┌────────

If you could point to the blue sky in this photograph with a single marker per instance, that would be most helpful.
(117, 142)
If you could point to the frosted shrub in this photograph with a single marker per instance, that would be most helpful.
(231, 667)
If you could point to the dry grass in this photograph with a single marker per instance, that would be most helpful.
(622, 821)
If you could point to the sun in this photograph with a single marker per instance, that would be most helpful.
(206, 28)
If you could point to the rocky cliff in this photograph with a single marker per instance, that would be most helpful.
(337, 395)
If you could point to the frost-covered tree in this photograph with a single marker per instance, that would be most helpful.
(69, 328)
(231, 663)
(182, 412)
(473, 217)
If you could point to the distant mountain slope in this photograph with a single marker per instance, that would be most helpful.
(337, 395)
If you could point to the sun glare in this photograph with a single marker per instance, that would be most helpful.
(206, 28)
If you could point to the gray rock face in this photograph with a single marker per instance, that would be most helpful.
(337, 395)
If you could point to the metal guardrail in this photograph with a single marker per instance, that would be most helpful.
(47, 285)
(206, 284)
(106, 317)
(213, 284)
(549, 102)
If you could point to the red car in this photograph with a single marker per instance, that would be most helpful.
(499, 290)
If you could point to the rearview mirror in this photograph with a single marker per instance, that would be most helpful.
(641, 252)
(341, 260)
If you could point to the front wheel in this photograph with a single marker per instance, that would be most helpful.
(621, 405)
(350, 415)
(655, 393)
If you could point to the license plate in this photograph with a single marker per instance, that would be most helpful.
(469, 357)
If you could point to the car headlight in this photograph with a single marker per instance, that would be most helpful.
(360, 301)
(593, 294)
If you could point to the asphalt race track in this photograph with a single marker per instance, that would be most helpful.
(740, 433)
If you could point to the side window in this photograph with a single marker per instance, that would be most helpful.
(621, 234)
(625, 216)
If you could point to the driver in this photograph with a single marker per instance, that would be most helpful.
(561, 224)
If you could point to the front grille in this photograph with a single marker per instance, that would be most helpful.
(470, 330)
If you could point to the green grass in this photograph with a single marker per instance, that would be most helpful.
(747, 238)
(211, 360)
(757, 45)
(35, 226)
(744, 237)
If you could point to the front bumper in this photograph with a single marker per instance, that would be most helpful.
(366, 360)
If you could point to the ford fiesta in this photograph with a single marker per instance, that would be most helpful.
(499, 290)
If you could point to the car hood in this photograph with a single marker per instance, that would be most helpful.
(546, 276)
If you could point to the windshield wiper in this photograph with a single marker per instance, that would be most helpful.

└────────

Exercise instructions
Print the data word for word.

Exercise solution
If you could point to the blue sky in this photograph with a single marker per instance, that would be most helpful.
(117, 142)
If you could point to the frosted shrub in this photograph with a single marker per instance, that would be most helpful.
(231, 667)
If you could point to the dry grass in this photograph with a single marker per instance, that would be most helpful.
(622, 821)
If you could point to the sun in this photograph with a single marker per instance, that would be most helpful.
(206, 28)
If you could point to the rocky cliff in this photograph with a single marker per instance, that would be most helpful.
(337, 395)
If you could point to the frost-covered tree in this photograph with a single marker per instance, that would be most helpful.
(69, 328)
(231, 663)
(182, 412)
(473, 217)
If you could point to the distant mountain slope in this photograph with a single marker per instance, that would be most helpful.
(337, 395)
If you could point to the sun glare in this photograph with a single marker per instance, that would be most helpful.
(206, 28)
If you could point to the gray rock face in this photograph with a single marker per instance, that would be most helpful.
(337, 395)
If you could point to the metal guardrail in this photograph with a single marker per instance, that would be most helpful.
(47, 285)
(206, 284)
(106, 317)
(213, 284)
(549, 102)
If you could point to the red car in this photograph with a single marker per instance, that would be most helpful.
(499, 290)
If you could point to the rearview mirror in this photograph with a single marker per instance, that would be most helpful.
(641, 252)
(341, 260)
If you could point to the front wheel in this photograph with a single marker per instance, that would be most helpful.
(621, 405)
(350, 415)
(655, 393)
If you could point to the license plate in this photograph with a single marker per instance, that would be most helpful.
(469, 357)
If you could point to the car headlight in this photograph with a single marker per instance, that would be most helpful.
(360, 301)
(593, 294)
If you could point to the asphalt race track in this photograph with a single marker per instance, that would be most helpful.
(740, 433)
If you could point to the side window in this photograph with a single marker per instance, that would be most helpful.
(621, 234)
(625, 216)
If you could point to the driver in this photograph with a single marker per instance, that would be most helpful.
(561, 224)
If you could point to the front grille in this photograph with a single marker per instance, that would be most helpful.
(470, 330)
If you could point to the green grass in this photograph with a single marker per instance, that would be most helpful.
(747, 238)
(211, 360)
(757, 45)
(35, 226)
(744, 237)
If you could point to the front bumper in this photograph with a single marker per instance, that would be most helpful.
(366, 360)
If you could point to the ford fiesta in this photograph with a single marker per instance, that would be most helpful.
(499, 290)
If you could point to the car hood in this photograph with a single marker per instance, that would be most helpful.
(546, 276)
If you could point to the windshield wiper in this photograph with a single marker per instance, that would be most helpful.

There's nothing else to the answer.